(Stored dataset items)
'''

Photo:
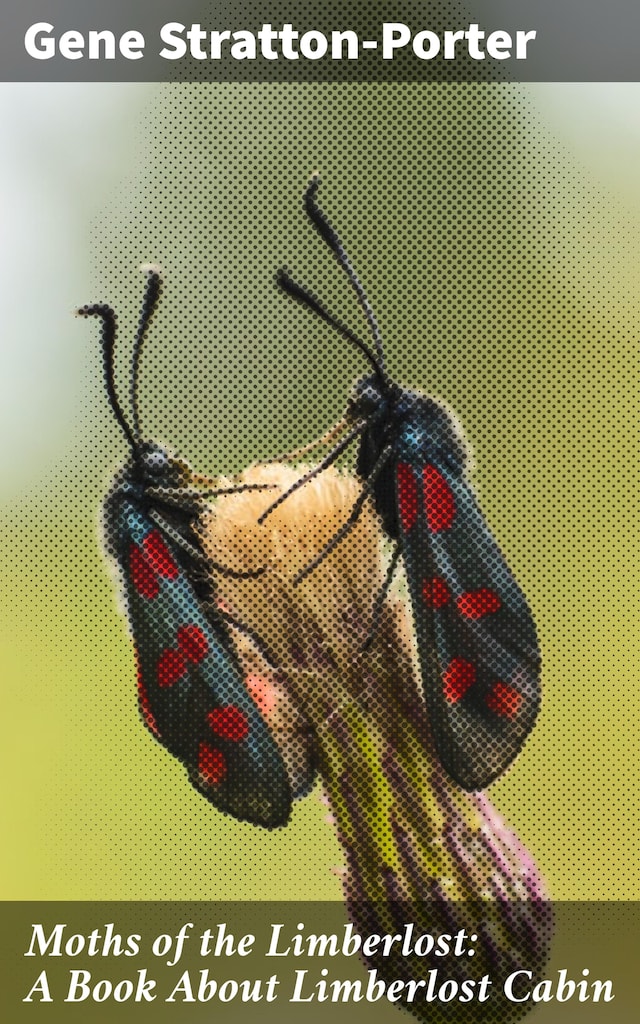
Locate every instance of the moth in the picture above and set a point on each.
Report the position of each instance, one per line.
(476, 639)
(192, 693)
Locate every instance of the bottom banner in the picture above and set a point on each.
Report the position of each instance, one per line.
(197, 962)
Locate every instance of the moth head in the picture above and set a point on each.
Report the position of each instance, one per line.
(366, 399)
(156, 466)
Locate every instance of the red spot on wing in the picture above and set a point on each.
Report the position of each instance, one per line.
(504, 700)
(171, 667)
(435, 593)
(229, 723)
(193, 643)
(407, 496)
(143, 701)
(439, 502)
(211, 764)
(478, 603)
(142, 576)
(159, 556)
(458, 679)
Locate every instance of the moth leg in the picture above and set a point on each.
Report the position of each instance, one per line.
(329, 460)
(368, 487)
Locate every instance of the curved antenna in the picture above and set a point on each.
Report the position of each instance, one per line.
(150, 304)
(306, 298)
(322, 223)
(107, 314)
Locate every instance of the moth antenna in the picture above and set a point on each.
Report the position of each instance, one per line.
(150, 304)
(306, 298)
(108, 332)
(322, 223)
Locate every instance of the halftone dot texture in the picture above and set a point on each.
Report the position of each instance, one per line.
(417, 849)
(506, 286)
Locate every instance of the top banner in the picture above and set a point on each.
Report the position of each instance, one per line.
(314, 41)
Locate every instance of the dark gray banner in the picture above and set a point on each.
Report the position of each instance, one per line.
(164, 40)
(226, 962)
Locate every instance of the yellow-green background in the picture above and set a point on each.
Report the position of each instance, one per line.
(496, 228)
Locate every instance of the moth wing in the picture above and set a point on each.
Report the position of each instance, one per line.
(477, 645)
(190, 689)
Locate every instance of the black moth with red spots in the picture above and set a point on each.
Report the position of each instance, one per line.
(190, 690)
(476, 639)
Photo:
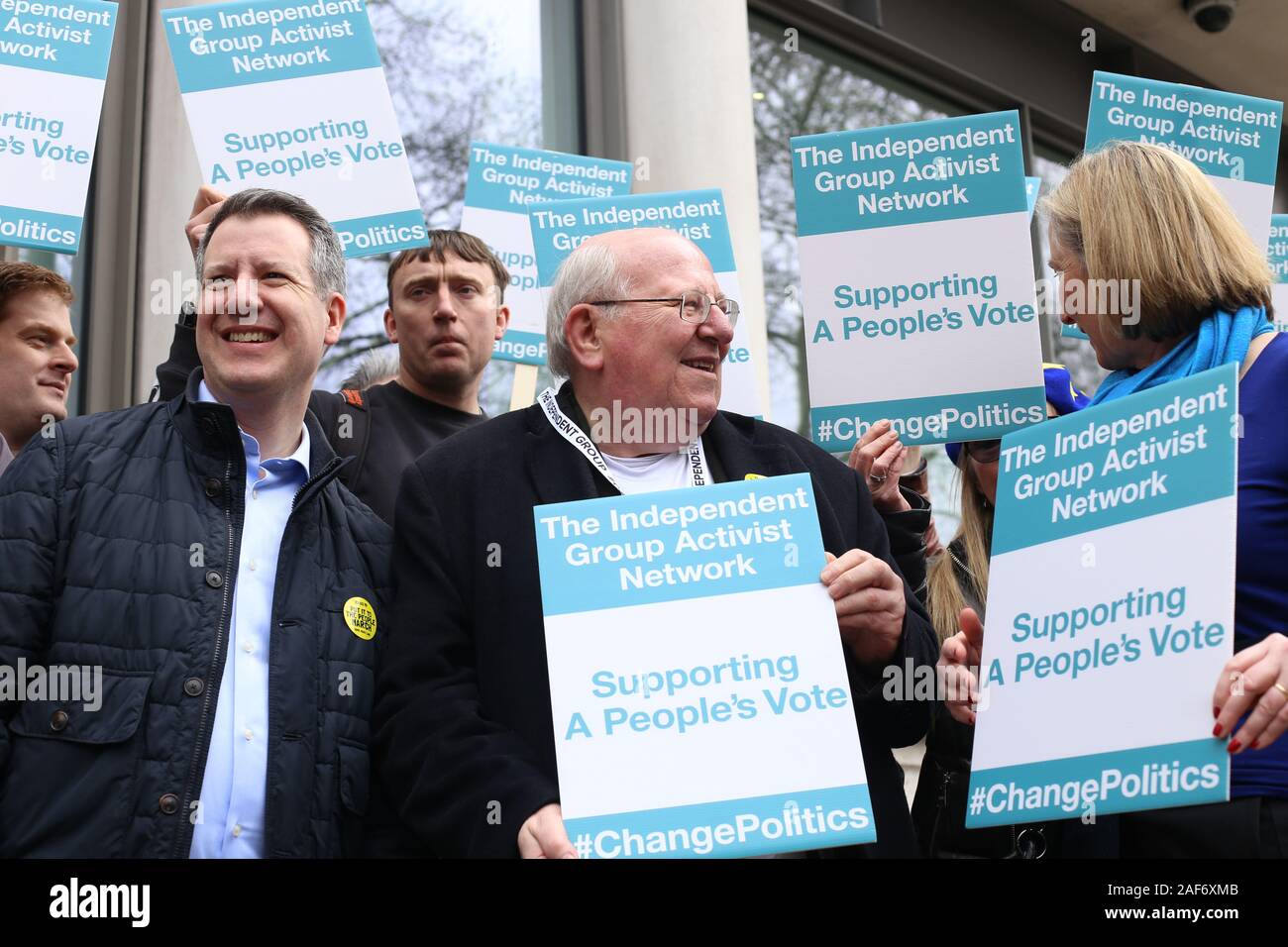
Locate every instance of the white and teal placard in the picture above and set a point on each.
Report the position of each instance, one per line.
(1111, 608)
(1234, 140)
(698, 686)
(917, 281)
(53, 68)
(1279, 266)
(699, 215)
(290, 94)
(502, 183)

'''

=== DESCRIPTION OF THE TASK ===
Every record above needs to be repeated exactly; pictures are to be left out.

=== SOLUTION TO THE PROBLEM ===
Photo:
Locate every instance of the moth in the picture above and set a point on each.
Report the position of each instance, one per line.
(476, 639)
(192, 693)
Locate every instance of the bottom banner in the picture above and set a point on each.
Report the position of each instance, one per line.
(197, 962)
Locate every instance of the moth head in the picture above and set a point on each.
Report the position of each instance, one per line.
(366, 399)
(156, 466)
Locate every instance of the red spot on wing in the picture above and set a point on each.
Report the position of each instance, one per line.
(504, 700)
(171, 667)
(435, 593)
(229, 723)
(193, 643)
(407, 496)
(143, 701)
(439, 502)
(211, 764)
(478, 603)
(142, 576)
(159, 556)
(458, 679)
Locate every instance of the moth leg in the picture above and set a point on each.
Report the position of each instance, one per line.
(329, 460)
(368, 487)
Locate every instance of the curved antenna in the picture above and set a point on each.
Report the position of each instance, one per line.
(150, 304)
(306, 298)
(322, 223)
(107, 314)
Locate every instance of the moth antenna in the picture above and set a point on each.
Report the position of each instance, one per line.
(150, 304)
(306, 298)
(108, 332)
(322, 223)
Locate every instance of the halftone dot texture in the picture above and set a point on each.
Report the position of each instance, one per line.
(417, 849)
(506, 286)
Locate every instance of the top banner in the picture above and set a point on each.
Report the position of each instance, one per line.
(314, 41)
Locate every instance of the dark gray banner in the picture above and set a point on each.
Report the position of each instance, one per line.
(164, 40)
(226, 962)
Locate every instance of the yellow-green background in the picture above and set a point on each.
Report the position of each instance, one per line.
(496, 228)
Locate every instance of the moth wing in the picture above and set a point on each.
Report the position of each instance, one per line.
(477, 645)
(190, 689)
Locate every instance of the black moth with red spots in the picture above and set a point on each.
Report the position of each instance, one per line.
(190, 690)
(476, 639)
Photo:
Locate every instance of the white and teal placard in the picture above and set a point on each.
Report the position of each instance, one per line.
(1111, 608)
(1234, 140)
(698, 686)
(917, 281)
(53, 68)
(1279, 266)
(699, 215)
(290, 94)
(502, 183)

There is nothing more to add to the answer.